(Data listing)

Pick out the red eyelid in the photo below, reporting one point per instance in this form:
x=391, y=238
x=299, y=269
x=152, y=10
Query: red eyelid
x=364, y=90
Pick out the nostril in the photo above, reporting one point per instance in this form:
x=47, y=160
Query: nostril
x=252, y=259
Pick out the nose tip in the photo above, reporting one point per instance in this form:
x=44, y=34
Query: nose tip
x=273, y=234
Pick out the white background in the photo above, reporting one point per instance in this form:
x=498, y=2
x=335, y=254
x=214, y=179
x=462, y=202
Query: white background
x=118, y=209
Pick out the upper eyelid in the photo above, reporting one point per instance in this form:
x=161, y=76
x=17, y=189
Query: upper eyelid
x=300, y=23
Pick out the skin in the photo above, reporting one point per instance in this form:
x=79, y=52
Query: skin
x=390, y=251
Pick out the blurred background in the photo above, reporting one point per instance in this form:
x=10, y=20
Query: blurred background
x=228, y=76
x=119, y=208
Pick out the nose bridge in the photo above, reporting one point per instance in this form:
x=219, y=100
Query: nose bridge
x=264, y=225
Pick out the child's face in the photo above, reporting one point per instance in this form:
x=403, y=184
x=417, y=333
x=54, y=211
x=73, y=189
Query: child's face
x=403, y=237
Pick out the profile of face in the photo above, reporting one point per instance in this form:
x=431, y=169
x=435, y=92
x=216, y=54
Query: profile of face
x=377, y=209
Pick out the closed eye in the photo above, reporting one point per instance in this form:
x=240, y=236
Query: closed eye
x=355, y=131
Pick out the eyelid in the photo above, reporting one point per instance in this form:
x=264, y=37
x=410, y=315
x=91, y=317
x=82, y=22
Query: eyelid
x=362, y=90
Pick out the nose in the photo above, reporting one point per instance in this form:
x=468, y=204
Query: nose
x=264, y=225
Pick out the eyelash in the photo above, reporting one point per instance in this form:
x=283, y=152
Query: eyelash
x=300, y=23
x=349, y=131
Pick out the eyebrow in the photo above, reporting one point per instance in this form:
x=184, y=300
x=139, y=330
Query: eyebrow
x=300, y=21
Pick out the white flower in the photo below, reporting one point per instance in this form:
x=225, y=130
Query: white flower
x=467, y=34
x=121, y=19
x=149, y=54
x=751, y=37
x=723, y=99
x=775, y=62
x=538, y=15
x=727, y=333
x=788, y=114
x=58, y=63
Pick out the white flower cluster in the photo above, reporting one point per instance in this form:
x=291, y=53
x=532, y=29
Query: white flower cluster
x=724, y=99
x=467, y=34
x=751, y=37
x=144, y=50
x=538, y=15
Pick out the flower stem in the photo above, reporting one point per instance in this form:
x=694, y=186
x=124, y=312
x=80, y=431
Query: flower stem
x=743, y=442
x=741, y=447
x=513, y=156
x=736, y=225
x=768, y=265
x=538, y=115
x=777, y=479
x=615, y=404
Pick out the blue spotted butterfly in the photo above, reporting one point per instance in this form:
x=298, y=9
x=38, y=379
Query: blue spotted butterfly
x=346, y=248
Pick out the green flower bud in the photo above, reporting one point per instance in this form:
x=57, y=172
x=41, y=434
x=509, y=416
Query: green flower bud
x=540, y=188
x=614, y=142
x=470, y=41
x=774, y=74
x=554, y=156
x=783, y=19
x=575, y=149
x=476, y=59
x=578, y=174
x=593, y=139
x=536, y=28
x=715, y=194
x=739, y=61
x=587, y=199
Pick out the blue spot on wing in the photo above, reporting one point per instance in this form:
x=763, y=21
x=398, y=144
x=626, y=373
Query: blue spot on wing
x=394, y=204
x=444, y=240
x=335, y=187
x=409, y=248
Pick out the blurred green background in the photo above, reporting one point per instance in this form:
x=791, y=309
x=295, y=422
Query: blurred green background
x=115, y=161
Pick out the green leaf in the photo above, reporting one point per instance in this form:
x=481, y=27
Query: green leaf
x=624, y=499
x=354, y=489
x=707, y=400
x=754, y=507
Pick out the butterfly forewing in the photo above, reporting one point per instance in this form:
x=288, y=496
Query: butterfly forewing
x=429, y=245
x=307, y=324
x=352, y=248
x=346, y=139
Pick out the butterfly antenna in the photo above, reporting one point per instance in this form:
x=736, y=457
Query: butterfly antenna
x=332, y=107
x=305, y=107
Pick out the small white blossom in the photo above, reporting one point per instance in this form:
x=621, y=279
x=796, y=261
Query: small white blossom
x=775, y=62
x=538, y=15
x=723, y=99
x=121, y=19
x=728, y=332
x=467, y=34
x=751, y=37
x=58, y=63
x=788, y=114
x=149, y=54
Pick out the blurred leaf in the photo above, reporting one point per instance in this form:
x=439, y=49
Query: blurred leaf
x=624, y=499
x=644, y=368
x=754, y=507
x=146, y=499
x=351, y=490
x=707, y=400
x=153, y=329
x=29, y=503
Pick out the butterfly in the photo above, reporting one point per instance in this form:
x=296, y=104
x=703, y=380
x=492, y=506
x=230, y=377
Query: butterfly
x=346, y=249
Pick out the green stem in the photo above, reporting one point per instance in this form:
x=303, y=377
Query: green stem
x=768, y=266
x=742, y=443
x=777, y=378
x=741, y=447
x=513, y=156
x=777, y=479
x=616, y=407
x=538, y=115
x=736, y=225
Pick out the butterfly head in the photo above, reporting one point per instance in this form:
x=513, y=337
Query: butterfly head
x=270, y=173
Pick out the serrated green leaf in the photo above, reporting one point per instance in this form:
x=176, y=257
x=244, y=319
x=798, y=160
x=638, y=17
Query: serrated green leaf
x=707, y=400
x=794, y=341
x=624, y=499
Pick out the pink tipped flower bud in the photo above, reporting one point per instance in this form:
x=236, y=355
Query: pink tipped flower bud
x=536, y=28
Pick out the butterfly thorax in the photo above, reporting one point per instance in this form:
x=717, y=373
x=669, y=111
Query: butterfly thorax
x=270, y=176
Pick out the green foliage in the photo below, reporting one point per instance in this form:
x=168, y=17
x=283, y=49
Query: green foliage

Exercise brief
Reproduce every line of the listing above without any change.

Final result
Pick out the red eyelid in the photo below, reporting one point per instance in this form:
x=391, y=238
x=299, y=269
x=152, y=10
Query: red eyelid
x=364, y=90
Pick out the nostril in the photo above, reporting one point per instance in this form:
x=47, y=160
Query: nostril
x=252, y=259
Pick out the nose tip in the photo above, reporting one point per instance in this form:
x=44, y=34
Query: nose tip
x=273, y=234
Pick out the white background in the photo above, reporting one point per instance in this form:
x=498, y=2
x=335, y=254
x=214, y=179
x=462, y=202
Query: white background
x=118, y=209
Pick out the upper eyelid in the photo above, reporting one point per instance in this form:
x=161, y=76
x=17, y=189
Query: upper eyelid
x=300, y=23
Pick out the skin in the photo above, reporting one point per instance in this form:
x=79, y=52
Query: skin
x=390, y=251
Pick out the blurred background in the photo above, reporting one point per instance in this form:
x=10, y=20
Query: blurred background
x=228, y=76
x=119, y=208
Pick out the nose bridge in the photo above, reporting one point per instance in this form:
x=219, y=100
Query: nose bridge
x=264, y=225
Pick out the child's face in the photo above, reporting one point per instance in this form:
x=403, y=184
x=417, y=333
x=54, y=211
x=73, y=189
Query: child's face
x=403, y=237
Pick out the profile of face in the photo above, reporting one point per instance in this form:
x=431, y=169
x=435, y=92
x=216, y=54
Query: profile of face
x=377, y=209
Pick out the closed eye in the photo above, reporting one point per instance in this form:
x=240, y=236
Query: closed eye
x=355, y=131
Pick out the eyelid in the photo above, reporting one point per instance in this form:
x=264, y=37
x=410, y=315
x=91, y=317
x=82, y=22
Query: eyelid
x=362, y=90
Pick out the nose in the photo above, reporting one point per instance in this form:
x=468, y=204
Query: nose
x=264, y=225
Pick out the eyelash in the photo above, reporting one point per instance in this form:
x=283, y=152
Query: eyelash
x=300, y=23
x=349, y=131
Pick out the eyebrow in the photo above, reporting one point per instance in this form:
x=184, y=300
x=139, y=330
Query: eyebrow
x=300, y=21
Pick out the white flower in the photo below, reporting one point per instance in this form:
x=225, y=130
Query: white flower
x=467, y=34
x=121, y=19
x=149, y=54
x=751, y=37
x=723, y=99
x=775, y=62
x=538, y=15
x=727, y=333
x=788, y=114
x=58, y=63
Pick out the white flower cluster in the photo above, reporting one point per instance in this form:
x=291, y=53
x=532, y=29
Query: white flower cluster
x=724, y=99
x=467, y=34
x=751, y=37
x=144, y=50
x=538, y=15
Pick out the flower stem in the photo above, reporting one point per instance in this form:
x=694, y=186
x=124, y=312
x=80, y=431
Query: flower stem
x=743, y=442
x=741, y=447
x=513, y=156
x=736, y=225
x=768, y=265
x=538, y=115
x=777, y=479
x=615, y=404
Pick out the blue spotted butterfly in the photo above, reporting one point per instance in this form:
x=298, y=9
x=38, y=379
Query: blue spotted butterfly
x=346, y=248
Pick out the green flower bud in the photo above, reporting one point per instance in this form:
x=57, y=172
x=41, y=434
x=509, y=416
Query: green flower bud
x=540, y=188
x=614, y=142
x=470, y=41
x=774, y=74
x=554, y=156
x=783, y=19
x=575, y=149
x=476, y=59
x=578, y=174
x=593, y=139
x=536, y=28
x=715, y=194
x=739, y=61
x=587, y=199
Pick out the blue spot on wing in the photo above, reporting one point per instance in this form:
x=763, y=21
x=398, y=144
x=626, y=373
Query: blue spot on wing
x=394, y=204
x=444, y=240
x=335, y=187
x=409, y=248
Pick out the blurred green background in the photo above, reporting one point per instance in this form:
x=791, y=309
x=295, y=422
Query: blurred green background
x=115, y=161
Pick out the green leaf in the photo above, reporting one point per instance in this form:
x=481, y=27
Query: green leaf
x=624, y=499
x=354, y=489
x=707, y=400
x=754, y=507
Pick out the butterfly forewing in the photo above, reporting one point per instance in this form:
x=288, y=496
Query: butterfly forewing
x=429, y=245
x=307, y=324
x=352, y=248
x=346, y=139
Pick out the butterfly antenna in the photo above, reporting one point per instance in this form:
x=736, y=457
Query: butterfly antenna
x=332, y=107
x=305, y=107
Pick out the small white blossom in the photo above, reporting one point per instance in this form:
x=621, y=279
x=796, y=261
Query: small white blossom
x=775, y=62
x=538, y=15
x=723, y=99
x=121, y=19
x=728, y=332
x=467, y=34
x=751, y=37
x=58, y=63
x=788, y=114
x=149, y=54
Pick out the blurred leaf in the photo above, reporting one point per instance in this form:
x=439, y=49
Query: blurred leaf
x=624, y=499
x=644, y=368
x=754, y=507
x=146, y=499
x=351, y=490
x=707, y=400
x=153, y=329
x=29, y=503
Pick out the butterfly in the photo above, reporting one point per instance in this form:
x=296, y=104
x=703, y=380
x=492, y=506
x=230, y=377
Query: butterfly
x=346, y=249
Pick out the green stem in the photo above, reporting one point per instance in this form:
x=303, y=377
Query: green stem
x=768, y=266
x=742, y=443
x=777, y=378
x=741, y=447
x=513, y=156
x=777, y=479
x=616, y=407
x=538, y=115
x=736, y=225
Pick out the butterfly head in the photo above, reporting one point per instance in this form:
x=513, y=337
Query: butterfly head
x=270, y=173
Pick out the serrated green leaf in the photo above, reporting one point per instance in this form:
x=176, y=257
x=244, y=319
x=798, y=160
x=638, y=17
Query: serrated green leaf
x=707, y=400
x=794, y=341
x=624, y=499
Pick out the pink tipped flower bud in the photo above, reporting one point per instance in this form:
x=236, y=355
Query: pink tipped flower bud
x=536, y=28
Pick out the butterfly thorax in the photo above, reporting one point per instance in this form:
x=717, y=373
x=669, y=111
Query: butterfly thorax
x=270, y=176
Pick out the green foliage in the photo below, reporting one point per instance in this form:
x=168, y=17
x=283, y=49
Query: green foliage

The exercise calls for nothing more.